*PAGE TEXT*
####
Some people confuse innovation with creativity. Although important, idea generation is but one step on the overall innovation journey. Much has to happen between the spark of an idea popping into someone's head and a product or service making a tangible impact on peoples' lives. We can help you in each of the following steps to innovation:

Key Process Areas of Innovation

  • Idea generation. There are several approaches superior to traditional brainstorming.
  • Idea evaluation. This is where critical and strategic thinking and an understanding of consumer behaviour come to the fore.
  • Idea development. Taking an idea and building on it.
  • Securing the resources i.e. convincing those with the power and finance to provide funding. It is also important to secure other resources such as tools and skills.
  • Design. Taking an idea, considering the myriad ways it can be brought to life and selecting the best way. We use ideas from 'design thinking' such as expanding, funnelling and iterating.
####
*COLLECTED MATERIAL*
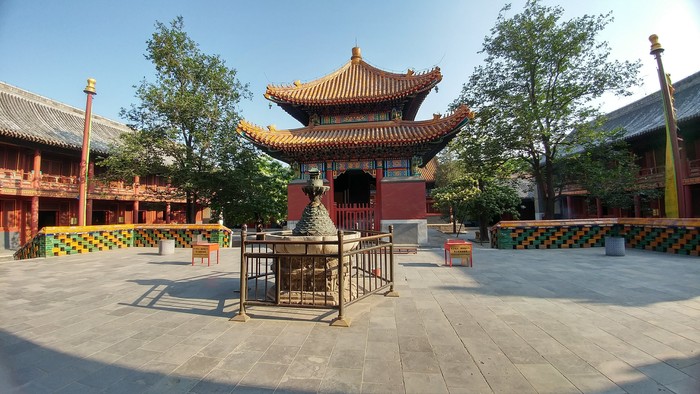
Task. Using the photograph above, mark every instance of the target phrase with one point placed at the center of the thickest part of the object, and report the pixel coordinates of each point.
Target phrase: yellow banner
(671, 192)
####
*SET OF TASKS*
**a.** According to the innovation text, which ideas from design thinking are used in the design step?
**b.** Say whether each statement agrees with the innovation text, and quote the words that decide it: (i) Idea generation makes up the whole of innovation. (ii) Securing resources covers more than funding. (iii) Traditional brainstorming is the best approach to idea generation.
**c.** Continue the innovation text from where it stops.

*EXERCISE RESULTS*
**a.** Expanding, funnelling and iterating.

**b.**
(i) No: "idea generation is but one step on the overall innovation journey."
(ii) Yes: "It is also important to secure other resources such as tools and skills."
(iii) No: "There are several approaches superior to traditional brainstorming."

**c.**
  • Implementation i.e. making the idea happen. There is a mass of overlooked creativity involved in solving the problems that inevitably emerge at this stage. It is at this stage where the so-called 'conventional' activities of analysis, planning, organization, people management, quality management and execution take place. But it is these activities which often make the difference between whether an innovation succeeds or fails.
  • Dissemination i.e. encouraging people to use the innovation.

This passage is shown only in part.